# What is expected
Swap "shoe lace" for "shoelace" in the lines below and reproduce them otherwise unchanged, leaving out the pictures.
══════════
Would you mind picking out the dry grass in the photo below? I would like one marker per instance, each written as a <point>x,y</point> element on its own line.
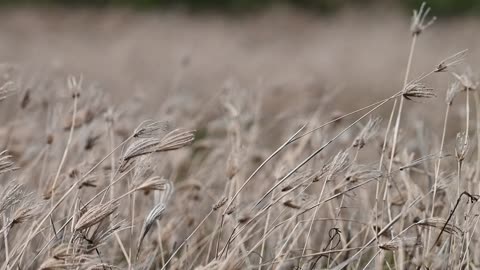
<point>88,183</point>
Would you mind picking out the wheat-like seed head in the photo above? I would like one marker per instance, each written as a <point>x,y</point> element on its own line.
<point>95,215</point>
<point>419,24</point>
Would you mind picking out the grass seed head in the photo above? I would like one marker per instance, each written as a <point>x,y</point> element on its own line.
<point>417,90</point>
<point>95,215</point>
<point>419,24</point>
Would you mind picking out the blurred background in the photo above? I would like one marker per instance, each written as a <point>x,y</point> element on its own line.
<point>295,51</point>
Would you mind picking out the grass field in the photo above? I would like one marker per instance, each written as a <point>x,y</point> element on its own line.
<point>277,140</point>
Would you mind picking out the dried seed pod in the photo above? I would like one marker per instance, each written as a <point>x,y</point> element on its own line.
<point>153,215</point>
<point>417,90</point>
<point>95,215</point>
<point>451,61</point>
<point>150,128</point>
<point>6,163</point>
<point>419,24</point>
<point>153,183</point>
<point>220,203</point>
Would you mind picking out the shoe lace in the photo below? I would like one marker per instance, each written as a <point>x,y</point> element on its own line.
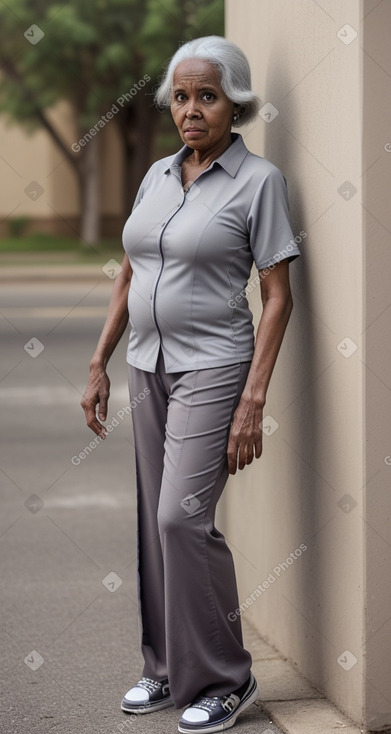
<point>209,704</point>
<point>149,685</point>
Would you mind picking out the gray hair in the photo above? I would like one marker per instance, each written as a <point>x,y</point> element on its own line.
<point>234,70</point>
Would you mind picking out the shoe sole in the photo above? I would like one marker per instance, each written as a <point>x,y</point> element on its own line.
<point>148,709</point>
<point>251,698</point>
══════════
# Response
Would you mind picking out the dry grass in the photo below? I would like one marker per instance, each written as a <point>x,y</point> element on its own line.
<point>88,183</point>
Would you mind picking out the wheat-like seed head in the photo above? I would like one marker per instance, each written as a <point>x,y</point> element on its own line.
<point>95,215</point>
<point>419,24</point>
Would you mind picking out the grass seed head in the photo above? I would like one marker per instance, each written as a <point>x,y</point> element on its own line.
<point>417,90</point>
<point>95,215</point>
<point>419,24</point>
Would you mind picking out the blurred background in the photo above? I would like one marker per instance, each written as a <point>x,y</point> element on its own line.
<point>295,51</point>
Would you mind picking out the grass field in the photo above? I would like one marker per instance, each written as a <point>x,y</point> element on its own line.
<point>277,140</point>
Would you mind picking out the dried seed pod in the photo above? I would like one marker per instance, each written as a <point>x,y</point> element on its own line.
<point>153,215</point>
<point>417,90</point>
<point>95,215</point>
<point>451,61</point>
<point>150,128</point>
<point>6,163</point>
<point>419,24</point>
<point>153,183</point>
<point>220,203</point>
Would you mind picking out the shoelace in the photo below? I would like one marker per instance, each written as a <point>x,y</point> element on its own line.
<point>209,704</point>
<point>149,685</point>
Would you mind picking out the gray hair in the photo above? I would like one marker per instance, each written as a <point>x,y</point> element on its own line.
<point>234,70</point>
Would you mind picking out the shoe sole in the photo above? I would like one marker per instance, each written as a <point>x,y</point> element on its own line.
<point>148,709</point>
<point>251,698</point>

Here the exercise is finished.